Materials provided —
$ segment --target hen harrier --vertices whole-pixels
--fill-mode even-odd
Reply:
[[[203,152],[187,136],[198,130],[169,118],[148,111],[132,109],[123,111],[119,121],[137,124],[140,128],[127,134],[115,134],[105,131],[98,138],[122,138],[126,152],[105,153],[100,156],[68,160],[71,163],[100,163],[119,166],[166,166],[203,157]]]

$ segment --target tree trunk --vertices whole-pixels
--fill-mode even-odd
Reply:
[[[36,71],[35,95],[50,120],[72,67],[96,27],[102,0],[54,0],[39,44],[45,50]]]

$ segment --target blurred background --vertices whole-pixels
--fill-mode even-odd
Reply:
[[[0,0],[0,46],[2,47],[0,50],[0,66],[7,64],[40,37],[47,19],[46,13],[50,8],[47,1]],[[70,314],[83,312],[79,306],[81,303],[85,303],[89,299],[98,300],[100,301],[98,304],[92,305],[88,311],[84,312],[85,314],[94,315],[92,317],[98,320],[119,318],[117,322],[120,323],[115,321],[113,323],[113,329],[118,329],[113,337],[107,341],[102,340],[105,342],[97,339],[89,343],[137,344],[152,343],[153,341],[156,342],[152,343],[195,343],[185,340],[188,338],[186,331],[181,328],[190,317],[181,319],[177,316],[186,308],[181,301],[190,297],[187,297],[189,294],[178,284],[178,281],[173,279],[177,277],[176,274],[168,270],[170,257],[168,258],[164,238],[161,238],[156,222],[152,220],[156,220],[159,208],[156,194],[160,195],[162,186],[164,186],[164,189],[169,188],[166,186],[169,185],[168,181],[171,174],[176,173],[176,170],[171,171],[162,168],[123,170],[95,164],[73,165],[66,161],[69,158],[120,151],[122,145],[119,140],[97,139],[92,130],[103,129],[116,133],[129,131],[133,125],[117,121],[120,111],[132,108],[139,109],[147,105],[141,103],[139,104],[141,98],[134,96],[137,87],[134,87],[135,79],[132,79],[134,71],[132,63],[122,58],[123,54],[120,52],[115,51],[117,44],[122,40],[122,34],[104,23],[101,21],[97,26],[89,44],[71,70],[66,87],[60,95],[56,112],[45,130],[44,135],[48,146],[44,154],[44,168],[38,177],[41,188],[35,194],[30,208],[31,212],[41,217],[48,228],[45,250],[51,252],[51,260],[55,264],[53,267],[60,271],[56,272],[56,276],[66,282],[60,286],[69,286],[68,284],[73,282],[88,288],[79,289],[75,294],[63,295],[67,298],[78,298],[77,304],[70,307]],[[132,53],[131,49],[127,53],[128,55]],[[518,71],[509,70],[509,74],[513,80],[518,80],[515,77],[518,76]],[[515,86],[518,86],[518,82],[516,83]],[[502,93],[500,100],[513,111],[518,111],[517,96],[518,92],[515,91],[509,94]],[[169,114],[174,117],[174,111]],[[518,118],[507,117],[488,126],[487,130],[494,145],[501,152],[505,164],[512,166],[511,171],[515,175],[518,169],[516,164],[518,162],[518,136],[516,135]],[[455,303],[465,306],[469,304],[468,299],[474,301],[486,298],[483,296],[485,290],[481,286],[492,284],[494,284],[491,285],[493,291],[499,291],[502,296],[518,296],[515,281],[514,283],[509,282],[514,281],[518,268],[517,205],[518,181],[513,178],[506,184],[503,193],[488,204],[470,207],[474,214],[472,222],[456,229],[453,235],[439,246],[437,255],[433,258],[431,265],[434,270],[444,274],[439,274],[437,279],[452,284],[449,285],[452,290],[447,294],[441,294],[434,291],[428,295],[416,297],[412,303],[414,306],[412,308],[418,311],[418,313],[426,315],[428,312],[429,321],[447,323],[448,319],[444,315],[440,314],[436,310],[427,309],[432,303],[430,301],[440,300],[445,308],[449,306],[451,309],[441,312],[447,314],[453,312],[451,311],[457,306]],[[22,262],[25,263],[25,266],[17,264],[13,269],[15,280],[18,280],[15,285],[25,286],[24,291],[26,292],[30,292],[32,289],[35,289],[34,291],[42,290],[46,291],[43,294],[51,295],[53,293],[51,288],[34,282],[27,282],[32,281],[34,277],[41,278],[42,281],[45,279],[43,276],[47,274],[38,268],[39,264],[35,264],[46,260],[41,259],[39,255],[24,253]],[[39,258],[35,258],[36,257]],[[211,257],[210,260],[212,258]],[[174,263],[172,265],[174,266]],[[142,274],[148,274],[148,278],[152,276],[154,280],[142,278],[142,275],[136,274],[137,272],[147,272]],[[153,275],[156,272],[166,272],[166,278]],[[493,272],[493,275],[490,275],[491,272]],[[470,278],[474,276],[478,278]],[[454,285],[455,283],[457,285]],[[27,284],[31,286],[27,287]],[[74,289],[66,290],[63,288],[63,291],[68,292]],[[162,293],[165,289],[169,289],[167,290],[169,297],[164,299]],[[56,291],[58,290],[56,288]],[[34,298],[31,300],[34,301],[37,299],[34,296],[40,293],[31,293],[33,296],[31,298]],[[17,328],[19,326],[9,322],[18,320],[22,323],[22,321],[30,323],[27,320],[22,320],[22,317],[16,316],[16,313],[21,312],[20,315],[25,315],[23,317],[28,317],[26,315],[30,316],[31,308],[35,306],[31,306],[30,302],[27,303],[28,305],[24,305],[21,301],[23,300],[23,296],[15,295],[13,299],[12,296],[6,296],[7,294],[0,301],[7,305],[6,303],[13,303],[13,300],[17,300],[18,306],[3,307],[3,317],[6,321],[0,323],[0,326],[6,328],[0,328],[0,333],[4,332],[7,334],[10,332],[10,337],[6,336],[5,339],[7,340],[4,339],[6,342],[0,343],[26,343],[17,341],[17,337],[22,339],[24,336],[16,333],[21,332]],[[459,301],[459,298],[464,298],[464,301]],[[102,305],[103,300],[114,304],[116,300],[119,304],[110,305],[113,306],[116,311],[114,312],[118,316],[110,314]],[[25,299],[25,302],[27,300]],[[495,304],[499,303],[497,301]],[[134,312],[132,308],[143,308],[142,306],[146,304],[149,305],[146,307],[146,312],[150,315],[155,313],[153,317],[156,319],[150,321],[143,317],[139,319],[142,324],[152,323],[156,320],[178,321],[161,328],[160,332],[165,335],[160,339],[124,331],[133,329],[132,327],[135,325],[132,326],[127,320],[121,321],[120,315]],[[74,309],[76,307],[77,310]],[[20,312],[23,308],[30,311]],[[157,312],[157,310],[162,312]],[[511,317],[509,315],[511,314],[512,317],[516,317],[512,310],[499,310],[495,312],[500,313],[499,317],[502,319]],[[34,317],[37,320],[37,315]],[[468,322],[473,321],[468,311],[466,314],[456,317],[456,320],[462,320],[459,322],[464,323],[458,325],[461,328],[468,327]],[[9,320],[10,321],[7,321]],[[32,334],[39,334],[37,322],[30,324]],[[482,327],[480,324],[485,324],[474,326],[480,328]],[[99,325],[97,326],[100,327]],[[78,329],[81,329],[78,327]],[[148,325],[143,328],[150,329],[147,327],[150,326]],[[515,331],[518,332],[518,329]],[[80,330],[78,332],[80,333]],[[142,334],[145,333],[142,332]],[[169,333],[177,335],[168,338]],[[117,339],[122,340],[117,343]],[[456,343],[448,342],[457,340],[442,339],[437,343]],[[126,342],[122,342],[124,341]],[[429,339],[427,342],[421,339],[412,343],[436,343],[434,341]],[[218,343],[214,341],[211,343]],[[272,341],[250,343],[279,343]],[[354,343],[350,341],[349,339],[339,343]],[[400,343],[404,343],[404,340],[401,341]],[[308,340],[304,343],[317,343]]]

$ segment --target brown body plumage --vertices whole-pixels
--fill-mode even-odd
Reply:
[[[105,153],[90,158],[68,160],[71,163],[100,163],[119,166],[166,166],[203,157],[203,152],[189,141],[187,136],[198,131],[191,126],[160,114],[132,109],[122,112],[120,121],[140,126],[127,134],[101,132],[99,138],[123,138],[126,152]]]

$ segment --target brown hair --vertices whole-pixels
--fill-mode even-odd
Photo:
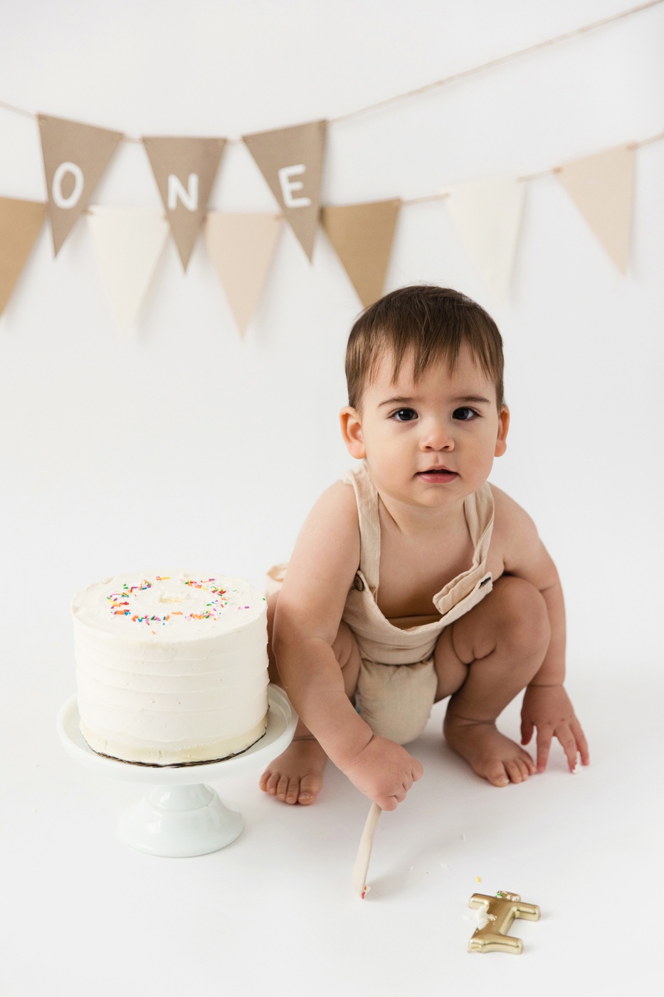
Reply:
[[[412,351],[414,377],[444,360],[454,370],[464,344],[496,385],[498,409],[504,404],[502,339],[484,308],[450,287],[401,287],[366,308],[351,329],[346,348],[348,404],[359,408],[362,391],[386,353],[394,357],[397,379]]]

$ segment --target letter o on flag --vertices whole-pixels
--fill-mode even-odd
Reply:
[[[65,197],[62,192],[62,181],[67,173],[74,176],[74,189]],[[61,163],[53,174],[51,193],[56,207],[74,207],[81,198],[84,187],[83,170],[76,163]]]

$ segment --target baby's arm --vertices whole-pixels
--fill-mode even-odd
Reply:
[[[581,725],[563,688],[565,677],[565,609],[555,564],[539,539],[530,516],[499,489],[496,498],[496,539],[501,548],[504,570],[529,581],[542,595],[548,611],[551,637],[544,660],[523,694],[521,744],[537,730],[537,772],[548,761],[551,740],[560,742],[570,772],[577,753],[583,765],[590,758]]]
[[[383,810],[422,775],[400,745],[373,734],[344,690],[332,644],[360,560],[353,490],[331,486],[297,538],[277,601],[272,647],[293,706],[328,757]]]

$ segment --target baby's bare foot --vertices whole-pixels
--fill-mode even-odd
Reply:
[[[496,724],[448,714],[443,730],[450,747],[493,786],[522,783],[534,774],[528,753],[500,734]]]
[[[292,741],[260,777],[264,793],[287,804],[312,804],[323,785],[327,755],[312,738]]]

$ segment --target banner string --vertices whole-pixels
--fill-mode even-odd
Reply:
[[[418,97],[420,94],[426,94],[430,90],[435,90],[438,87],[444,87],[449,83],[456,82],[457,80],[466,79],[469,76],[484,72],[487,69],[494,69],[496,66],[509,62],[512,59],[520,58],[520,56],[529,55],[531,52],[537,52],[540,49],[547,48],[549,45],[557,45],[559,42],[568,41],[570,38],[583,35],[588,31],[594,31],[595,28],[601,28],[606,24],[611,24],[613,21],[619,21],[622,18],[629,17],[631,14],[638,14],[650,7],[656,7],[662,2],[663,0],[648,0],[647,3],[640,4],[638,7],[630,7],[628,10],[623,10],[617,14],[612,14],[609,17],[604,17],[600,21],[593,21],[591,24],[583,25],[581,28],[574,28],[573,31],[567,31],[563,35],[556,35],[554,38],[547,38],[543,42],[537,42],[534,45],[529,45],[525,49],[518,49],[516,52],[508,52],[504,56],[499,56],[498,59],[492,59],[490,62],[482,63],[480,66],[472,66],[470,69],[462,70],[459,73],[453,73],[451,76],[444,77],[442,80],[435,80],[433,83],[428,83],[424,87],[419,87],[417,90],[409,90],[405,94],[397,94],[396,96],[389,97],[384,101],[378,101],[376,104],[370,104],[365,108],[359,108],[356,111],[350,111],[348,114],[338,115],[336,118],[330,118],[328,119],[327,124],[338,125],[340,122],[350,121],[353,118],[358,118],[360,115],[366,115],[372,111],[378,111],[381,108],[388,107],[391,104],[395,104],[397,101],[405,101],[412,97]],[[6,101],[0,101],[0,108],[5,111],[11,111],[17,115],[23,115],[25,118],[37,117],[34,112],[27,111],[25,108],[17,107],[14,104],[8,104]],[[143,142],[141,138],[125,134],[123,134],[123,141],[136,143]],[[239,143],[242,140],[228,139],[226,141],[229,145],[231,145]],[[654,142],[655,140],[653,139],[650,141]]]
[[[535,45],[530,45],[526,49],[518,49],[516,52],[508,52],[507,55],[499,56],[498,59],[492,59],[490,62],[482,63],[480,66],[472,66],[470,69],[462,70],[459,73],[453,73],[452,76],[446,76],[442,80],[435,80],[434,83],[428,83],[424,87],[419,87],[417,90],[409,90],[405,94],[398,94],[396,97],[389,97],[385,101],[378,101],[376,104],[370,104],[366,108],[360,108],[358,111],[351,111],[346,115],[339,115],[337,118],[331,118],[329,124],[337,125],[339,122],[350,121],[352,118],[357,118],[359,115],[366,115],[371,111],[378,111],[380,108],[388,107],[388,105],[394,104],[396,101],[405,101],[411,97],[419,97],[420,94],[426,94],[428,91],[435,90],[437,87],[444,87],[449,83],[455,83],[457,80],[464,80],[469,76],[473,76],[475,73],[481,73],[486,69],[494,69],[496,66],[509,62],[511,59],[517,59],[520,58],[520,56],[529,55],[531,52],[537,52],[539,49],[544,49],[549,45],[557,45],[558,42],[566,42],[570,38],[575,38],[577,35],[583,35],[587,31],[594,31],[595,28],[601,28],[603,25],[610,24],[612,21],[619,21],[623,17],[629,17],[630,14],[638,14],[642,10],[647,10],[649,7],[656,7],[657,4],[661,2],[662,0],[649,0],[648,3],[641,4],[639,7],[631,7],[629,10],[620,11],[618,14],[612,14],[610,17],[602,18],[601,21],[593,21],[592,24],[586,24],[581,28],[575,28],[573,31],[565,32],[564,35],[556,35],[554,38],[548,38],[543,42],[537,42]]]
[[[616,146],[624,145],[625,149],[639,149],[641,146],[649,146],[653,142],[661,142],[664,139],[664,132],[658,132],[657,135],[651,135],[647,139],[641,139],[639,142],[626,142],[626,143],[616,143]],[[536,180],[540,176],[553,176],[555,173],[562,172],[562,166],[552,166],[550,169],[542,169],[538,173],[527,173],[525,176],[516,176],[515,179],[520,183],[525,183],[526,180]],[[402,200],[403,204],[424,204],[429,200],[444,200],[446,197],[450,196],[450,191],[446,190],[442,193],[430,193],[425,194],[423,197],[409,197],[407,200]]]

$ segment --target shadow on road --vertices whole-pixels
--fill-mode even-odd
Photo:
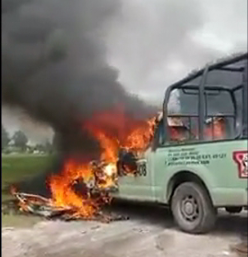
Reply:
[[[127,215],[131,220],[140,220],[169,229],[177,229],[170,210],[162,206],[144,205],[140,203],[118,201],[111,206],[111,211]],[[247,211],[241,214],[228,214],[219,210],[216,227],[212,234],[247,235]]]

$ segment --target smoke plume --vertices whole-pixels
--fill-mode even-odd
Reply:
[[[96,149],[81,126],[99,110],[153,111],[106,62],[107,25],[120,8],[116,0],[2,2],[3,103],[49,124],[63,151]]]

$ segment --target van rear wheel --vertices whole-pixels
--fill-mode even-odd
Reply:
[[[171,209],[175,222],[187,233],[207,233],[215,225],[216,210],[205,188],[197,183],[179,185],[172,196]]]

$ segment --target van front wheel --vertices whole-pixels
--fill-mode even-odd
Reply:
[[[179,185],[172,196],[171,209],[177,225],[187,233],[207,233],[215,225],[216,210],[205,188],[197,183]]]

Your task — Reproduce word for word the lines of the records above, starting at the line that contains "rear wheel --vertices whole-pixels" and ending at the last line of the records.

The answer —
$ segment --target van rear wheel --vertices whole-pixels
--fill-mode even-odd
Reply:
[[[171,209],[175,222],[187,233],[207,233],[215,225],[216,210],[205,188],[197,183],[179,185],[172,196]]]

$ segment --target van front wheel --vertices whole-pixels
--fill-mode even-odd
Reply:
[[[179,185],[172,196],[171,209],[177,225],[187,233],[207,233],[215,225],[216,210],[205,188],[197,183]]]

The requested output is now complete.